**目的 1:**
FIRフィルタの設計のページによると、フィルタ長が長いほど阻止域減衰量はどうなるか。

---------- ページ

13. FIRフィルタの設計

FIRフィルタの設計では、フーリエ級数展開法で求めたインパルス応答に窓関数を掛ける窓関数法が代表的である。
窓関数法によるフィルタの設計手順は、以下である。
1)仕様決定:
・フィルタの種類(LPF、HPF、BPF、BRFなど)
・カットオフ周波数、阻止域減衰量、許容されるリップル量の決定
2)窓関数の選択
・矩形窓、ハミング窓、カイザー窓など、様々な窓関数があり、各窓関数によって、周波数特性やリップル量が異なる。必要な仕様を満たせる窓関数を、特性比較表などを参考に選択する。
3)フィルタ長の決定
・窓関数のメインローブの幅と必要な阻止域減衰量からフィルタ長を決定する。(フィルタ長が長いほど阻止域減衰量は大きくなるが、計算量が増える。)
4)フィルタ係数の計算
・理想的なフィルタの周波数特性をフーリエ変換して、時間領域でのインパルス応答を求める。
・選択した窓関数でインパルス応答を窓化し、FIRフィルタの係数を求める。
5)特性評価
・設計したフィルタの周波数特性を計算し、仕様を満たしているか確認する。

--------------------

**目的 2:**
エントリの先頭から「M0 214L0 294L69 294L222 251L238 226L134 218Z」を含む行までを、両端の行も含めて、「turquoise water」を「blue water」に替えて書き直してください。画像は答えに入れないこと。

---------- 提供データ

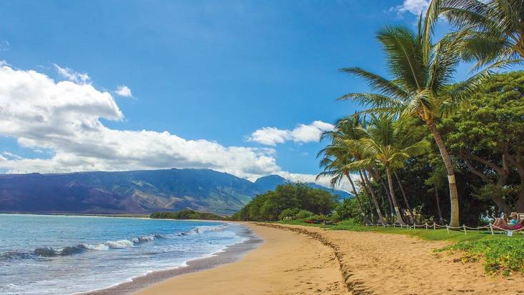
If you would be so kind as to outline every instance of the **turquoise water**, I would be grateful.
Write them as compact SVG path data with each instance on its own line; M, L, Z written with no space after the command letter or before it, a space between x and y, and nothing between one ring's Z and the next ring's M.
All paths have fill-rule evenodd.
M0 214L0 294L69 294L222 251L238 226L134 218Z

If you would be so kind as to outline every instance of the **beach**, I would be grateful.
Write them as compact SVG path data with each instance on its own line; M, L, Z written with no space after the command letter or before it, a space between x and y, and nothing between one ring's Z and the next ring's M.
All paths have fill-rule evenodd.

--------------------

**解答 1:**
大きくなる。

**解答 2:**
If you would be so kind as to outline every instance of the **blue water**, I would be grateful.
Write them as compact SVG path data with each instance on its own line; M, L, Z written with no space after the command letter or before it, a space between x and y, and nothing between one ring's Z and the next ring's M.
All paths have fill-rule evenodd.
M0 214L0 294L69 294L222 251L238 226L134 218Z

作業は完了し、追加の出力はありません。